REQUIREMENTS:
- a) Answer these questions about the WWOW event post:
(i) Who did the writer arrive with?
(ii) How many instructors taught the class on Friday night?
(iii) What did a couple of people bring to the campfire?
- b) Update the WWOW event post by writing out everything from "# WWOW 2004" down to "and Saturday morning." again, with "afternoon" changed to "morning".
- c) Take the WWOW event post further, picking up after its last sentence.

SELECTION:
# WWOW 2004 event



## tangleknot (Oct 8, 2001)

The past two years I have attended were fantastic and this year was no exception! I arrived yesterday afternoon with my friend Amy. She and I enrolled in the Huntress Safety class. The class consisted of a partial homestudy prior to the class, followed by instructional classes Fri and Saturday morning. 

I think there was a total of 10 of us and we had 3 terrific instructors on Friday night. Lindsey, Tim, and Mark presented a great class with a lot of hands on participation, interaction, explanations, and question answering. We had a break for dinner which was a terrific spread, to say the least! After dinner, we had our written test which we all passed. :woohoo1: 

We were done for the evening so we set up our tent and headed to the campfire. We couldn't join since we were in class, but a lady had given a demonstration earlier about primative fire starting. People were raving about it! The tomahawk and knife throwing class was also a new added choice this year and was a major hit!  

Lots of fun was had around the campfire. A couple of people brought their guitars and shared their musical talent(of which, I have none.) Conversations, laughter, and singing was all around. 

It wouldn't be a WWOW event without rain, lol. It started coming down and people started turning in for the evening. A few of us (diehards or fools, lol :cwm27: ) hung out before finally calling it a day.

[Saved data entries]
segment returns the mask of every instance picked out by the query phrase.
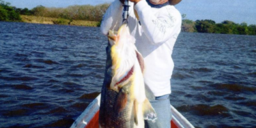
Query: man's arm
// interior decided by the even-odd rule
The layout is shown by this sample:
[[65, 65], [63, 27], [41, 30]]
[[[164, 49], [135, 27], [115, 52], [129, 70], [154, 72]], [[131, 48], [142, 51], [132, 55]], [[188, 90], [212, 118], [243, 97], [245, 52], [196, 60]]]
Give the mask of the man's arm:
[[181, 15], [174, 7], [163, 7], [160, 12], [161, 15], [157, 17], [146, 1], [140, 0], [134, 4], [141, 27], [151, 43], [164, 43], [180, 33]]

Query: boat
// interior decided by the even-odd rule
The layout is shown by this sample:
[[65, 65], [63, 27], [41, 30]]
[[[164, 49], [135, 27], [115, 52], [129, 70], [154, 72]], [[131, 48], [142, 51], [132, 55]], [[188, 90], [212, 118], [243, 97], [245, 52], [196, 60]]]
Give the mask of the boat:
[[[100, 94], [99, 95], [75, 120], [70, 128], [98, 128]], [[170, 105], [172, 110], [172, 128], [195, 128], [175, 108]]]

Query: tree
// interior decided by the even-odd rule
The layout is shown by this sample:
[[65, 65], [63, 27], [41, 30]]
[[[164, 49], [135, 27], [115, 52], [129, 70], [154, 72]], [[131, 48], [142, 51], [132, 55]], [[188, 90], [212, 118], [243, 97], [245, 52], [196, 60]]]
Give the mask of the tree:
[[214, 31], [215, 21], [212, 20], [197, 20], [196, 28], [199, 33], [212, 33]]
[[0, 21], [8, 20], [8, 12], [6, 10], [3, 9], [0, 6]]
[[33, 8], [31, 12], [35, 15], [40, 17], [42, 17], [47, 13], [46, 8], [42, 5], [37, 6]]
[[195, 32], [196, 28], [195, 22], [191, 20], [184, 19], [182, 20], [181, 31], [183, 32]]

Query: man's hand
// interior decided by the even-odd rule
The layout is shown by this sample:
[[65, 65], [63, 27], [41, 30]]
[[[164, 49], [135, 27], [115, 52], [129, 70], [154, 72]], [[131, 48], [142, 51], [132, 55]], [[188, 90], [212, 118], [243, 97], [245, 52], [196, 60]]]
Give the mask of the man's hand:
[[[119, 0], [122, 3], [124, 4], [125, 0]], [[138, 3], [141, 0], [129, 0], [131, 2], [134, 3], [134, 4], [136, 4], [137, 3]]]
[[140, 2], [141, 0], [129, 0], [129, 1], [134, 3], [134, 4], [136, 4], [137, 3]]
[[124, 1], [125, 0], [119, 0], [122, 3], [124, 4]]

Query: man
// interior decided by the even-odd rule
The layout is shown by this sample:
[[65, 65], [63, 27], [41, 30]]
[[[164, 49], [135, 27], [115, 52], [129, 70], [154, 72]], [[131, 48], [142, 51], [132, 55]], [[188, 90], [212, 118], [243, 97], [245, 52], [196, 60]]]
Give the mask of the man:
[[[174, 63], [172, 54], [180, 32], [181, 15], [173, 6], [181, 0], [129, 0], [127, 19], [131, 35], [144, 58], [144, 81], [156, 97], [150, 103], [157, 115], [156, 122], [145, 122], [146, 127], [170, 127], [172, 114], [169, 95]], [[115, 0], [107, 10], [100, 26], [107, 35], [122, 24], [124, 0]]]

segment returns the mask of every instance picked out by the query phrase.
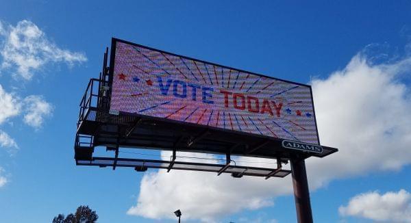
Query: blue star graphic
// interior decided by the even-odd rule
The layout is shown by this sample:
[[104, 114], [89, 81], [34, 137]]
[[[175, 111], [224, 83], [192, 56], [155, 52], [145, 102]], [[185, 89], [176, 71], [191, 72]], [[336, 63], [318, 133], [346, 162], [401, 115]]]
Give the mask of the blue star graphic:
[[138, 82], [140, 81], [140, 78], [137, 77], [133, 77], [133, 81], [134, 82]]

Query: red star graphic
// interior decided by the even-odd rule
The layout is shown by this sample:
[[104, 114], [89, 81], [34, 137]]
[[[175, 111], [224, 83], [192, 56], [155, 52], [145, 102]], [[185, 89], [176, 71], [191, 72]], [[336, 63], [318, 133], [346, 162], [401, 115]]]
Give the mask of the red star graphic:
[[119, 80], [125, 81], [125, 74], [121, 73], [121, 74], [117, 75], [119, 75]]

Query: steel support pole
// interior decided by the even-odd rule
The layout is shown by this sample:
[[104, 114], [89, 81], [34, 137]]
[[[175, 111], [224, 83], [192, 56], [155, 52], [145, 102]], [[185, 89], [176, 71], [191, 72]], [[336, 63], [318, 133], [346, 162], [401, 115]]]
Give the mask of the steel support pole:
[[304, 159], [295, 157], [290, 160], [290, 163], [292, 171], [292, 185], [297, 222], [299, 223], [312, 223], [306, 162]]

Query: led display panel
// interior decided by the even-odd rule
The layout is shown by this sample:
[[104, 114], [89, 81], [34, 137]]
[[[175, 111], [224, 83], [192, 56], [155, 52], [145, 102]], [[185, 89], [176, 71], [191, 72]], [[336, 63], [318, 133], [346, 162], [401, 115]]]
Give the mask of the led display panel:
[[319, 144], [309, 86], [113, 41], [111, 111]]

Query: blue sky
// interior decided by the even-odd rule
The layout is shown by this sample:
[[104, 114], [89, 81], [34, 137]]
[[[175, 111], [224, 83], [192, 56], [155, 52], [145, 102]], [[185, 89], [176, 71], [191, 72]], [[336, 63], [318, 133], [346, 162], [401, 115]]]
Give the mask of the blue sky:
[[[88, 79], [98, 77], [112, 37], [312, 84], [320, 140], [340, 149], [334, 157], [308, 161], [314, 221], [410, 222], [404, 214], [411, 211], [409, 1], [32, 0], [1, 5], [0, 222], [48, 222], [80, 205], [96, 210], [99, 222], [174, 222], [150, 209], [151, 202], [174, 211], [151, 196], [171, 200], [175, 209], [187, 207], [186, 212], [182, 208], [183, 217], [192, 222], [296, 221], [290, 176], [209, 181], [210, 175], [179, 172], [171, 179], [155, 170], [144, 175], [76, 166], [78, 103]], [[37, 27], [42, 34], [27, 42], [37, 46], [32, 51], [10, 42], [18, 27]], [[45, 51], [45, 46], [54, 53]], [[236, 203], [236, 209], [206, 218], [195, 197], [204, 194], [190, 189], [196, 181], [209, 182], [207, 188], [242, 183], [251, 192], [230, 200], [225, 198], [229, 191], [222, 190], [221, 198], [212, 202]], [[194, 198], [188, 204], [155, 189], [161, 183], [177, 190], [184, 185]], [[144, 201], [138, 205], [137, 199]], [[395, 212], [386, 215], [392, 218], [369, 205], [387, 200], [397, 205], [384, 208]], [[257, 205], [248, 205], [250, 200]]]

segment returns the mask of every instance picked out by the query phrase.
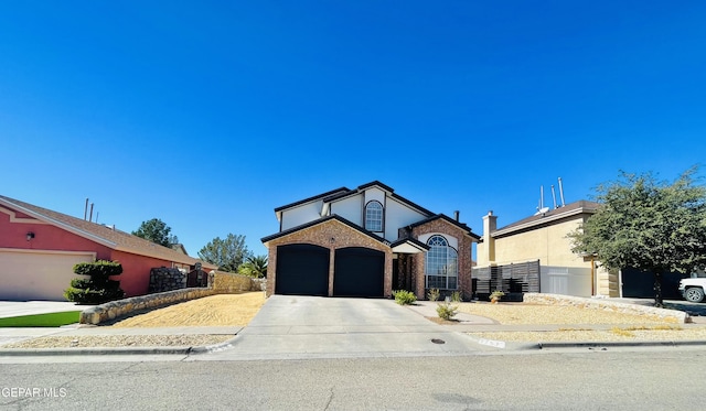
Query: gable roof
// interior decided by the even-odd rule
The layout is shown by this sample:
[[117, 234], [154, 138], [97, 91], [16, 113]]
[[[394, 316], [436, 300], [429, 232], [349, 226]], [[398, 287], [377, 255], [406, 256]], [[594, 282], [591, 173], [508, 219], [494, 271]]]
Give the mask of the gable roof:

TASK RESULTS:
- a)
(i) Amy
(ii) Three (Lindsey, Tim, and Mark)
(iii) Their guitars

- b)
# WWOW 2004 event



## tangleknot (Oct 8, 2001)

The past two years I have attended were fantastic and this year was no exception! I arrived yesterday morning with my friend Amy. She and I enrolled in the Huntress Safety class. The class consisted of a partial homestudy prior to the class, followed by instructional classes Fri and Saturday morning.

- c)
Saturday morning, many more wild women arrived to register for the day's events and to enjoy breakfast. I know I keep mentioning food, but I'm a big fan.  There were quite a few MS particpants and instructors and it was wonderful to see everyone. Amy and I headed to the small bore pistol and rifle range with our group for the next section of our class. Our original 3 instructors were there, along with another great group of guys for a one on one instructional on the range. I think it would be safe to say we all loved it and can't wait to share our target sheets with our family!!!!! :bouncy: We all passed and received our certificates.  This has been a huge goal of mine for quite some time. With family life, time has been a major hurdle in achieving this but I completed it while learning a ton and had a blast in the process! 

The pasties at lunch time were excellent, along with the tons of other dishes. The afternoon classes began after lunch but I had to head home early to pick up our youngest two by the afternoon from my Mom. The older two, my husband, and my Dad were up North trout fishing since it was the only weekend that worked for them. Wished I could have stayed but it means a lot to me to see my 77 year old, dear ole Dad catch some trout.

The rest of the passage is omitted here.